Stored data
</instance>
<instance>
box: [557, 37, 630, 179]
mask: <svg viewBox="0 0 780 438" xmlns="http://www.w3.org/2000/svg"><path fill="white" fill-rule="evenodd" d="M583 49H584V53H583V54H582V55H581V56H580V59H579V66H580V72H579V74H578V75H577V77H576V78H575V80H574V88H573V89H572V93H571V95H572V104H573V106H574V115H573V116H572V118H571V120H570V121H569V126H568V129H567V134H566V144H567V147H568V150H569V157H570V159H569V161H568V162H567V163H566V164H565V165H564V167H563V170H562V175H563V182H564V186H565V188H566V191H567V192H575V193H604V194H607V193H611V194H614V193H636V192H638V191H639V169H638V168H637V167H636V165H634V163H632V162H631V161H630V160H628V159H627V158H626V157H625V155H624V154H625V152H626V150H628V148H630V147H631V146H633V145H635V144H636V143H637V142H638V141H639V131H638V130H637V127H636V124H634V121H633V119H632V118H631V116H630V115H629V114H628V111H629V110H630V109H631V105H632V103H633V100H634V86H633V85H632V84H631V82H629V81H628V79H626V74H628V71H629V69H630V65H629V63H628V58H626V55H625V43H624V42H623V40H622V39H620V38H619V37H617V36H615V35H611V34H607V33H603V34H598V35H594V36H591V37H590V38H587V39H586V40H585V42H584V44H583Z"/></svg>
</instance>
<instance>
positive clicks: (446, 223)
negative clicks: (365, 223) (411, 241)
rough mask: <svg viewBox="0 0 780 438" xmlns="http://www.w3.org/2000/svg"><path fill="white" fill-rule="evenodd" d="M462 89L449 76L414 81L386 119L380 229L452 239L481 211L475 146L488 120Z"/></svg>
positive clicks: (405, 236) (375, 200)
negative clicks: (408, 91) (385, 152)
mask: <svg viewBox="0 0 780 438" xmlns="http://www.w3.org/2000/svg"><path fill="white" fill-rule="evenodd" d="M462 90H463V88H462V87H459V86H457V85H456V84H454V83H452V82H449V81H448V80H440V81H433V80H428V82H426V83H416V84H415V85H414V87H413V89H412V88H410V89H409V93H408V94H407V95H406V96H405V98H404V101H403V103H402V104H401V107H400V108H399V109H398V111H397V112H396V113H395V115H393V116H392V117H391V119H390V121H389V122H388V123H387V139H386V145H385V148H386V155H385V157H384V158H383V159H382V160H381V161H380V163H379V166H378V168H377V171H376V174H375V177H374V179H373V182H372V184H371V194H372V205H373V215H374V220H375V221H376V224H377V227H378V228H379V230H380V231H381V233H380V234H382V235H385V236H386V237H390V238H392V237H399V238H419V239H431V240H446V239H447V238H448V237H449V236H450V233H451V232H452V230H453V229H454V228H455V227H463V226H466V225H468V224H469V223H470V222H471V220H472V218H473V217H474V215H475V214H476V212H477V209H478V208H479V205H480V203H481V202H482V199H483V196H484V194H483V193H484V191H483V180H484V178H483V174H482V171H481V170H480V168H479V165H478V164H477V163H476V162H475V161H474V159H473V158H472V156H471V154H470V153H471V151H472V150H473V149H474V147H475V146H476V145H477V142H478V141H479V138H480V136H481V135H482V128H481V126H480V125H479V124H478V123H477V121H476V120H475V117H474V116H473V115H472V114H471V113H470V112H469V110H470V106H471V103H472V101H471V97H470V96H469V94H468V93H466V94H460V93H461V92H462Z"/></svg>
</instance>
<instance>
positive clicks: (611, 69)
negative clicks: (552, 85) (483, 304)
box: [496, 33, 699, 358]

Exercise brief | Gather every line in the entries above that contains the string "positive" and copy each one in full.

Task output |
positive clicks: (446, 223)
positive clicks: (405, 236) (375, 200)
positive clicks: (611, 69)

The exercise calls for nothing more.